----- DATA EXTRACT -----
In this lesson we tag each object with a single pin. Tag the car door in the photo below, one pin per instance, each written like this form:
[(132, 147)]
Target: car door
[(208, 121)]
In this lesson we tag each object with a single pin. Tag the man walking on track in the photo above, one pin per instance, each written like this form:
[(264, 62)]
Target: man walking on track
-----
----- DATA EXTRACT -----
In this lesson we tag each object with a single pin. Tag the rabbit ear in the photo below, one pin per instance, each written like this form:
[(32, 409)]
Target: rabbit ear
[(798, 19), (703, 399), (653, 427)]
-----
TASK TO CARRY OUT = Given the records above, reproduce precisely and only the lines between the line holding "Tag the car" and the line holding "Target: man walking on track", inclusive.

WRITTEN SOLUTION =
In this lesson we tag each object with a single pin. Tag the car door in the photo below, one pin per instance, each written like this form:
[(132, 147)]
Target: car door
[(208, 121)]
In this lesson we tag each object with a single pin. Tag the man walking on track in the photo above, one pin per instance, each written like this form:
[(264, 62)]
Target: man walking on track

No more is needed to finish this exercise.